#### Alıştırma tanımı
Varisle ilgili metinde "Bacaklarda görülen 3" ile başlayıp "genişlemesine neden olur." ifadesine kadar süren kısmı, "hamile" ifadesini "gebe" ile değiştirerek yeniden yazın.

#### Sayfa alıntısı
....

Resim 8: Üst dudak Hemanjiomlu bir hastanın kombine yöntemle tedavi edilmiş hali

Hastada  hayati tehlike potansiyeli olan ve agresif seyreden hemanjiom, venöz ve vasküler malformasyonlarda hem büyüme hızını düşürmek, hem de hayati tehlikeyi ortadan kaldırmak ve aynı zamanda da lezyon tedavisini yapmak için yukarıda saydığımız tedavilerden bir veya bir kaçını (kortizon +lazer, lazer + cerrahi gibi) birlikte uygulamak olasıdır.

VARİS ve TEDAVİLERİ

Bacaklarda görülen 3 mm.’den büyük damarlara VARIS denilmektedir. Kalbe kan pompalanmasını sağlayan toplar damarlarda küçük kapakçıklar (valfler) bulunur. Ancak bazı insanlarda, özellikle de hamile kadınlar, aşırı kilolu insanlarda ve sürekli ayakta çalışmak zorunda olan kişilerde bu kapakçıkların  bir bölümü çalışamaz hale gelirler.  Bu da kanın doğrudan aşağıya hücum edip damarların genişlemesine neden olur.

Sürekli sabit bir şekilde aynı yerde ayakta durmayı gerektiren öğretmenlik, berberlik, garsonluk, sekreterlik  vb. gibi meslek grupları  bireylerin bacaklarında varis oluşmasını ve hızlı ilerlemesini tetikler.

....

Veri öğeleri
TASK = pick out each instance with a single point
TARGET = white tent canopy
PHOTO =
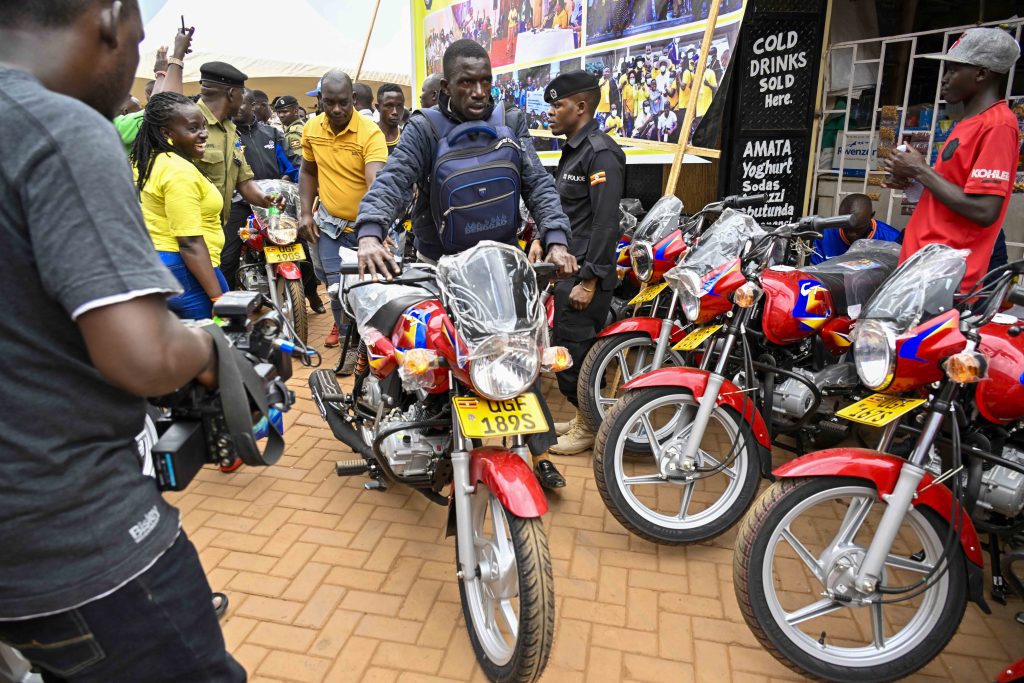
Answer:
(291, 38)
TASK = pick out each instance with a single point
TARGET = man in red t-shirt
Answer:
(967, 194)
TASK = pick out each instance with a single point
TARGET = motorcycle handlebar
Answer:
(819, 223)
(743, 201)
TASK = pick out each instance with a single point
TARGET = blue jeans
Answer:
(194, 302)
(329, 262)
(159, 627)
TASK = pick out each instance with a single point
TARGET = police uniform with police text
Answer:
(590, 180)
(223, 162)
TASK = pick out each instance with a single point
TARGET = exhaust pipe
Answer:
(326, 392)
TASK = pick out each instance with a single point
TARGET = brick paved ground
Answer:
(331, 583)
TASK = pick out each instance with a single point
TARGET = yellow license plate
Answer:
(879, 410)
(647, 294)
(480, 418)
(279, 254)
(695, 338)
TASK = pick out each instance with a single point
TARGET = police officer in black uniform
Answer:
(590, 180)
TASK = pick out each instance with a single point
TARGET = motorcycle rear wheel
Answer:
(293, 305)
(674, 511)
(826, 639)
(510, 608)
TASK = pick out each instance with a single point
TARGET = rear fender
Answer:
(883, 470)
(288, 270)
(648, 326)
(510, 479)
(731, 395)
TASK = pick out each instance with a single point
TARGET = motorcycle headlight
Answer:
(642, 259)
(504, 366)
(284, 231)
(875, 353)
(688, 287)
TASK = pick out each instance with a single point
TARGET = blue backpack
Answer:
(474, 182)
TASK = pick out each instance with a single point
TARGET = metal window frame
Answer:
(845, 185)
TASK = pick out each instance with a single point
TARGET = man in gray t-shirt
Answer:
(97, 582)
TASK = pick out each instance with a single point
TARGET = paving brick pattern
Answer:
(331, 583)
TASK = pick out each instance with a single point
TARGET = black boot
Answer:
(548, 474)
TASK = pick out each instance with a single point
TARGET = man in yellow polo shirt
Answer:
(342, 151)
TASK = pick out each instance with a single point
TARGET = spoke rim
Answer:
(491, 597)
(881, 647)
(678, 518)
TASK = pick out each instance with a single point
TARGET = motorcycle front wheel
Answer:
(797, 553)
(510, 606)
(611, 363)
(293, 305)
(683, 507)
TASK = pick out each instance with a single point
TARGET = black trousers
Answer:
(577, 331)
(231, 253)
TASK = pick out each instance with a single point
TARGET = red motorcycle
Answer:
(679, 458)
(857, 564)
(450, 356)
(632, 346)
(269, 255)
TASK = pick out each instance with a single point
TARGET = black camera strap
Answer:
(241, 390)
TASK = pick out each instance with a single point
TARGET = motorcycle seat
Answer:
(387, 315)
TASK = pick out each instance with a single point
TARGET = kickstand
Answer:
(344, 349)
(998, 583)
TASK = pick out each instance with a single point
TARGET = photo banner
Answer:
(644, 52)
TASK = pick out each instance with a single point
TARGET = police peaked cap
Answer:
(569, 83)
(285, 101)
(221, 74)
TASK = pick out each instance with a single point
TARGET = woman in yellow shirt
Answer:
(180, 206)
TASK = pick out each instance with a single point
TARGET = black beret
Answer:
(569, 83)
(222, 74)
(285, 101)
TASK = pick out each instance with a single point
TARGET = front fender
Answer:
(648, 326)
(883, 470)
(288, 270)
(696, 381)
(510, 479)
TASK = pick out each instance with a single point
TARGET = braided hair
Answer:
(150, 142)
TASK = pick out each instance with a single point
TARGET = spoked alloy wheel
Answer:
(293, 305)
(680, 507)
(510, 609)
(611, 363)
(797, 555)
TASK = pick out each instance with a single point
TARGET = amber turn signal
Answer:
(966, 367)
(418, 361)
(747, 295)
(555, 359)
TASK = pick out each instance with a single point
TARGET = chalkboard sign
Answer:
(770, 165)
(777, 84)
(767, 139)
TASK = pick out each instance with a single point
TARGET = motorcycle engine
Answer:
(411, 452)
(1003, 488)
(794, 398)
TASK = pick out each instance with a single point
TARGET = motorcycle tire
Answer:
(629, 509)
(756, 545)
(599, 357)
(293, 301)
(528, 656)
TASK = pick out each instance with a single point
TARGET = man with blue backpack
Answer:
(465, 148)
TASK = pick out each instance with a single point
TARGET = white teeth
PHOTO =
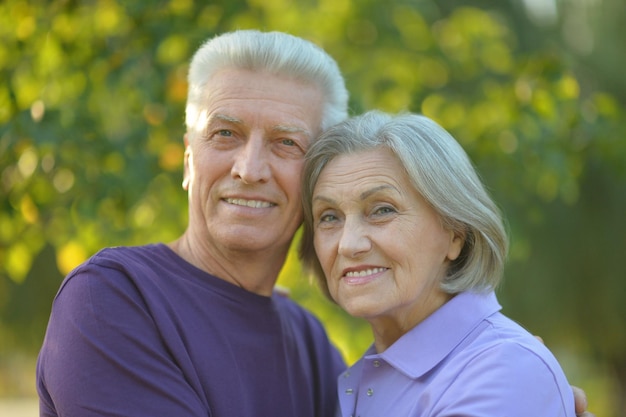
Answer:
(365, 272)
(248, 203)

....

#### Alıştırma çözümü
Bacaklarda görülen 3 mm.’den büyük damarlara VARIS denilmektedir. Kalbe kan pompalanmasını sağlayan toplar damarlarda küçük kapakçıklar (valfler) bulunur. Ancak bazı insanlarda, özellikle de gebe kadınlar, aşırı kilolu insanlarda ve sürekli ayakta çalışmak zorunda olan kişilerde bu kapakçıkların  bir bölümü çalışamaz hale gelirler.  Bu da kanın doğrudan aşağıya hücum edip damarların genişlemesine neden olur.